- **SCHRIFTELIJKE OPDRACHT**
Schrijf een vervolg op de tekst over de bijeffecten van het hogeronderwijsbeleid van de minister, te beginnen na de laatste zin.

- **TEKSTFRAGMENT**
__________________________________________________

6. Bij-effecten

De vijfde reden om kritisch te zijn betreft niet doorgerekende bijeffecten. Enkele voorbeelden:
a. De U-bocht-constructie waarmee hogescholen door samenwerking met een Engelse universiteit -vrijwel steeds een polytechnic die in 1992 bij pennestreek van de regering universiteit mocht heten- wordt deels onnodig omdat de hogescholen straks eigenstandig “professional masters” mogen opleiden. Maar deze U-bocht-legalisatie zet het binaire hoger onderwijsstelsel dat de minister zegt te willen bewaren, juist onder druk, terwijl de U-bocht voor hogescholen toch een aantrekkelijke optie blijft, onder andere om tenminste enigszins de verslechterende concurrentiepositie ten opzichte van de universiteiten goed te maken. Ook maakt de minister de samenwerking tussen universiteit en hogeschool die hij zegt te willen bevorderen strategisch eerder onlogisch -anders dan wat vaak wordt beweerd-. Want als universiteiten èn hogescholen masters en bachelors opleiden, ontvalt een belangrijke basis voor allerlei soorten van op complementariteit gebaseerde institutionele samenwerking.

__________________________________________________

- **BESCHIKBARE GEGEVENS**
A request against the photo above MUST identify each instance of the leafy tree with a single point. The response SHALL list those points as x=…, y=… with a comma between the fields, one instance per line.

__________________________________________________

- **UITWERKING OPDRACHT**
b. Het dilemma of en in hoeverre hogescholen bekostigde masteropleidingen mogen verzorgen, kan leiden tot verschraling, kwaliteitsverlies, selectie- en schaalproblemen bij universiteiten, maar het huidige bama-wetsvoorstel heeft door de nieuwe onbalans tussen de instellingen (groot-klein; wo-hbo) ook nog andere negatieve bij-effecten op de ontwikkeling van een evenwichtig hoger onderwijs aanbod. Bovendien: onbekostigde masters aan hogescholen of mogelijk in de toekomst -deels- privaat bekostigde “topmasters” aan universiteiten, lijken sterk op aio’s: de tweede fase studenten die aan een proefschrift werken. We weten dat deze al sinds de invoering ervan een beleidsprobleem zijn, ook los van een toegankelijkheidsprobleem.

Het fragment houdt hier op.